- **PROBLEM**
Please set down only the lines between the line containing "Where can the pink" and the end of the records, inclusive, exactly as they stand.

#####

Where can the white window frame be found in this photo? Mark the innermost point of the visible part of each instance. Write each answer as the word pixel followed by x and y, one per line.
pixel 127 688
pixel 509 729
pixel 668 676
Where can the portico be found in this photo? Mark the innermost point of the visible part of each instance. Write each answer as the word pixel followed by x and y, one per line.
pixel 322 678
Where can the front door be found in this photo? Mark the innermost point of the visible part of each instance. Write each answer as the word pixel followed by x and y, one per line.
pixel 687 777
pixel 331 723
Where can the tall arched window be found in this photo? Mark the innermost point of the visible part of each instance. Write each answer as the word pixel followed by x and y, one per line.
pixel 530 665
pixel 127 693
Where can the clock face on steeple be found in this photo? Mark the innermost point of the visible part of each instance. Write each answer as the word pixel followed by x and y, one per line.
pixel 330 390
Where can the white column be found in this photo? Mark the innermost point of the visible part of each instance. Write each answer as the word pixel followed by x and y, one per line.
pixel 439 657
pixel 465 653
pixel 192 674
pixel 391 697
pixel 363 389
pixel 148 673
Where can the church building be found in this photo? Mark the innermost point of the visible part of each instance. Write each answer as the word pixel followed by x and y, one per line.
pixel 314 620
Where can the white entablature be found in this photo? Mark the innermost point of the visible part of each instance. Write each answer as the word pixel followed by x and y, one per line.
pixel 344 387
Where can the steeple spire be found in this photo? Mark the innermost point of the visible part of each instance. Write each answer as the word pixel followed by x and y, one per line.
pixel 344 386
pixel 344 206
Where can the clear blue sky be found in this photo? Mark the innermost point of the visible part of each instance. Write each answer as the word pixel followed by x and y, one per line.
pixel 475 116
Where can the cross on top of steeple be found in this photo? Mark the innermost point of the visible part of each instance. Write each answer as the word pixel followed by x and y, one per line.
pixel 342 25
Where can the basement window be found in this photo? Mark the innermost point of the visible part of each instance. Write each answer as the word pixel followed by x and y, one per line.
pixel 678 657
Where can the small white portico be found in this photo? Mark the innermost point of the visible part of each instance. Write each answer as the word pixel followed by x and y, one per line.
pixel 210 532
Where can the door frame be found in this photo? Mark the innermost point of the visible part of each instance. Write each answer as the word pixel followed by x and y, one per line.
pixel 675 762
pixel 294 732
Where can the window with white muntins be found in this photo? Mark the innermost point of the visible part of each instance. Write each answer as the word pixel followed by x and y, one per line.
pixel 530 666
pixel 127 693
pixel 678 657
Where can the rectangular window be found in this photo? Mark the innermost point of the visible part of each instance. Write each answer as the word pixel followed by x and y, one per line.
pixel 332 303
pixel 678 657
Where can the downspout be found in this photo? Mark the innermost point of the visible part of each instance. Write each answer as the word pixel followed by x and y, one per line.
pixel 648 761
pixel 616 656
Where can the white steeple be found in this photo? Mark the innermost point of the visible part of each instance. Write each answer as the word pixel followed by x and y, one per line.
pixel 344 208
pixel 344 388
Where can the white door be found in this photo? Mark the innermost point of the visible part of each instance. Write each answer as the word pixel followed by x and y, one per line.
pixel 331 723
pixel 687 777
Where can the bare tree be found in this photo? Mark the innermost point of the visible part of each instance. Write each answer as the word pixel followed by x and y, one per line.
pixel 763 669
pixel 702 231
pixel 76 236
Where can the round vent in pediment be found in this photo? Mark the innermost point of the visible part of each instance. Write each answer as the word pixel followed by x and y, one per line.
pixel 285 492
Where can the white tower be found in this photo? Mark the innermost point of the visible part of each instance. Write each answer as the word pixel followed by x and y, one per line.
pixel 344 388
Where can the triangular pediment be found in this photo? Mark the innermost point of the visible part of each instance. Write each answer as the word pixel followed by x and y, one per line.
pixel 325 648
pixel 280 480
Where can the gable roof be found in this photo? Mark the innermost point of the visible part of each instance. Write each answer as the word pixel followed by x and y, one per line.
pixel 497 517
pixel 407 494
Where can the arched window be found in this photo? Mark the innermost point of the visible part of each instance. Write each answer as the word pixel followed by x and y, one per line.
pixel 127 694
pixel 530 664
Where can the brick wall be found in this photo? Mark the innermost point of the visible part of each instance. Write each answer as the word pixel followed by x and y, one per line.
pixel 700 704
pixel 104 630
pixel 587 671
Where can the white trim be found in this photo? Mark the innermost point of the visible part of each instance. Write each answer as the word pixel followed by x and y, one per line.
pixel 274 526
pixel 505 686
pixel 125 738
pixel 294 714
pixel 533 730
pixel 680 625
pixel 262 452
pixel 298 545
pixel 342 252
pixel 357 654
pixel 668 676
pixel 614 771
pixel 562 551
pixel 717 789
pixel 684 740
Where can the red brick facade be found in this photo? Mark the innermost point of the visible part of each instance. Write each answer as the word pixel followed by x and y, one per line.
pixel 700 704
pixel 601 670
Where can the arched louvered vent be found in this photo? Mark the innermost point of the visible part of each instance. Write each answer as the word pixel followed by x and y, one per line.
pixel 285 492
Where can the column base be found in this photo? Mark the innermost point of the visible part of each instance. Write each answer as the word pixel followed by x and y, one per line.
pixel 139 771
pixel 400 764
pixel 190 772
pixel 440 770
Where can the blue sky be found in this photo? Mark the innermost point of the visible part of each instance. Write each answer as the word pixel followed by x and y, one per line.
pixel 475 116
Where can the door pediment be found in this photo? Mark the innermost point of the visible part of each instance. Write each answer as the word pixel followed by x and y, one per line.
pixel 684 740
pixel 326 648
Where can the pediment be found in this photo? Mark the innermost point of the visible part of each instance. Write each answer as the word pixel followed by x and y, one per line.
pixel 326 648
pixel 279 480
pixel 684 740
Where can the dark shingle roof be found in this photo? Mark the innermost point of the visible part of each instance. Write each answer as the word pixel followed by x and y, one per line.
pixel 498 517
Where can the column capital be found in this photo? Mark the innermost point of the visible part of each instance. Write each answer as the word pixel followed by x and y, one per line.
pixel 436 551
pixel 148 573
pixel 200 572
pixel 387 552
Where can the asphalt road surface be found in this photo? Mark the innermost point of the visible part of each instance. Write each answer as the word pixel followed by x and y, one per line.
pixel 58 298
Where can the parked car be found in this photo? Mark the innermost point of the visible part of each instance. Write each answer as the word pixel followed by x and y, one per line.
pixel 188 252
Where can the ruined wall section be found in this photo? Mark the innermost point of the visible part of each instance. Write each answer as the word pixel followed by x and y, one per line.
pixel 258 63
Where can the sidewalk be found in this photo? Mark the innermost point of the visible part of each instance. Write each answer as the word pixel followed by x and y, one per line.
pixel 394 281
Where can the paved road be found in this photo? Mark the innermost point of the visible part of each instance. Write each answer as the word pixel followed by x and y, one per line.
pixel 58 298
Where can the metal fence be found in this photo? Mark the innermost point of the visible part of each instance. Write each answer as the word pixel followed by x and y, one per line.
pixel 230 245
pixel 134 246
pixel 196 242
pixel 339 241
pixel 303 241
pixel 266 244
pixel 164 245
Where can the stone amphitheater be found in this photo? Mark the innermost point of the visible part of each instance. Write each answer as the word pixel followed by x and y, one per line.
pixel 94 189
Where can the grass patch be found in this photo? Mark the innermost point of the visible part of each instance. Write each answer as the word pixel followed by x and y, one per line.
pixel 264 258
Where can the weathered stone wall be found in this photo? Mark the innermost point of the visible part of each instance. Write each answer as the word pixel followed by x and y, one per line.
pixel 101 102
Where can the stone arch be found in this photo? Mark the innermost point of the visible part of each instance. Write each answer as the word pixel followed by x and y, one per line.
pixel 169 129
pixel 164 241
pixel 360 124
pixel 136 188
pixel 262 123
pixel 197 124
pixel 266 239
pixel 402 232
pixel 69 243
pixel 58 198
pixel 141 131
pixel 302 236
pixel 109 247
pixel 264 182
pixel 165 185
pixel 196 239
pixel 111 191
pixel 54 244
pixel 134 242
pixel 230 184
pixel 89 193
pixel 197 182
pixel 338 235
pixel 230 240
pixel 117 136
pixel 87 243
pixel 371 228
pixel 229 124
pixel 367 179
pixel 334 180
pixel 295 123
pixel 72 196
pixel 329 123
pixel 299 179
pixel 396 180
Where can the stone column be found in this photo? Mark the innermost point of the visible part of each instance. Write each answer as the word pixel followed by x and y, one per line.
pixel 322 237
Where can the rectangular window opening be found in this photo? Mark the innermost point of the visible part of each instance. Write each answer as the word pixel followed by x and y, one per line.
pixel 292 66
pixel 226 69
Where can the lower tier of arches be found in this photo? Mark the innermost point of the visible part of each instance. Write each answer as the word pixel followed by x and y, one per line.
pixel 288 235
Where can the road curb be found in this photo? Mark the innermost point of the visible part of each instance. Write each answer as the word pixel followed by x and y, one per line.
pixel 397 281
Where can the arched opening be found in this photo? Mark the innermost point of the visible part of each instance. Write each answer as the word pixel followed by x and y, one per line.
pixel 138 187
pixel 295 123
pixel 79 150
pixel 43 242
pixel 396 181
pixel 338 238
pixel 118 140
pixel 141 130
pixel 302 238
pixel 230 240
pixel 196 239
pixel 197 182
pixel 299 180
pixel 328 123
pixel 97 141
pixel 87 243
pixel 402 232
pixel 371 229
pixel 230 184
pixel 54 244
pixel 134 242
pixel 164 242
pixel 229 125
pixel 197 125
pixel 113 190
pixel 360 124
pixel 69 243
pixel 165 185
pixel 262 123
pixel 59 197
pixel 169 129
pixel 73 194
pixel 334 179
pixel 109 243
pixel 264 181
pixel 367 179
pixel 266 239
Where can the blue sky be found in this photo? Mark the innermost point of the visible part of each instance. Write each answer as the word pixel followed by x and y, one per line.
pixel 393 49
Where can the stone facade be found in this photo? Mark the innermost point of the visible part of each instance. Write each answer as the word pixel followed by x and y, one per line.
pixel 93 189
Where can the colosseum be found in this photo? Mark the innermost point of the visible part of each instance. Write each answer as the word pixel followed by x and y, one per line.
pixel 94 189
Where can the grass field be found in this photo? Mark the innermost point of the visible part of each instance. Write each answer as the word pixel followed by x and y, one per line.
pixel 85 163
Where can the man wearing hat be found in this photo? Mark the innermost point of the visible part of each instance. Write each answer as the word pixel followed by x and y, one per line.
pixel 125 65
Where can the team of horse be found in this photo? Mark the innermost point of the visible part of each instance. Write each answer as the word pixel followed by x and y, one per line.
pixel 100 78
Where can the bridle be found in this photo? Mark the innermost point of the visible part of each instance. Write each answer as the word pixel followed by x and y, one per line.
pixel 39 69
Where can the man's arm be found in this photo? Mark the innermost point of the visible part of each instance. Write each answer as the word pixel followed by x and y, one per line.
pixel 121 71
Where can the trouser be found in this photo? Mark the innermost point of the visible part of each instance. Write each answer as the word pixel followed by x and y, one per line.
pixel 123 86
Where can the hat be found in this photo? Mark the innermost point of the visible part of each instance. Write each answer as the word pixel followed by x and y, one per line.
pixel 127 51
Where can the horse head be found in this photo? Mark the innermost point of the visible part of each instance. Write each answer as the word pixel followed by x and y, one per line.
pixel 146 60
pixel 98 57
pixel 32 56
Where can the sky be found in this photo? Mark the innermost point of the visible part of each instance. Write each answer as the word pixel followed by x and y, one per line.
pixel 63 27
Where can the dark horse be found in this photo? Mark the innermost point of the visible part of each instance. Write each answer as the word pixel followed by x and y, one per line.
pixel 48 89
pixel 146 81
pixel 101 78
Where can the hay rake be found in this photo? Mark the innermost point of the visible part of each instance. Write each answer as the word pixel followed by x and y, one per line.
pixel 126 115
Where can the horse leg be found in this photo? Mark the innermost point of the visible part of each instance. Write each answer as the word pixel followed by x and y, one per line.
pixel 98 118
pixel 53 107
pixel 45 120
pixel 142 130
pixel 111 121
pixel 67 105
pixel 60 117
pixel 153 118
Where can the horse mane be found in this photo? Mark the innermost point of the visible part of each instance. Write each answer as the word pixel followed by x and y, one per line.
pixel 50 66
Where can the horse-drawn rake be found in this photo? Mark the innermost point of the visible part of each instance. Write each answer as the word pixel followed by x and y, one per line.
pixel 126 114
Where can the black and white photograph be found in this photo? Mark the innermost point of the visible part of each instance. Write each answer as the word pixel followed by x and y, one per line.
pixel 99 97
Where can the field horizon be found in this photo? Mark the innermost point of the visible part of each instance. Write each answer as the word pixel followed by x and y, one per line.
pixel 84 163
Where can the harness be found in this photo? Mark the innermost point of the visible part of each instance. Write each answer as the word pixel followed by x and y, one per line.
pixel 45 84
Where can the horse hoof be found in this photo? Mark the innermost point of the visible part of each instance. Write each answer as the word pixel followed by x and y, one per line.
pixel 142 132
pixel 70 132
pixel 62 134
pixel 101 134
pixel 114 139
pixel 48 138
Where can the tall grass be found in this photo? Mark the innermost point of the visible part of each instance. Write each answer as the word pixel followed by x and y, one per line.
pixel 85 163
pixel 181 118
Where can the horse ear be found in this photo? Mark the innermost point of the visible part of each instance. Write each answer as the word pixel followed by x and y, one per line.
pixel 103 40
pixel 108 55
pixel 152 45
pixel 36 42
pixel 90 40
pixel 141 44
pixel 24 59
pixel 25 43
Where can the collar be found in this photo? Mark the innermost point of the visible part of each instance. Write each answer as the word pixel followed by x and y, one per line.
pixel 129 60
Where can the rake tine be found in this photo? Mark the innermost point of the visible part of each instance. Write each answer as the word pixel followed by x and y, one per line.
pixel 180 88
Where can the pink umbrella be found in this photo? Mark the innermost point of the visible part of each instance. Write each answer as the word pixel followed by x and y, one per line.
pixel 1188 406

#####

- **REPLY**
Where can the pink umbrella be found in this photo? Mark the innermost point of the visible part of each instance. Write each answer as the word pixel followed by x and y, one per line.
pixel 1188 406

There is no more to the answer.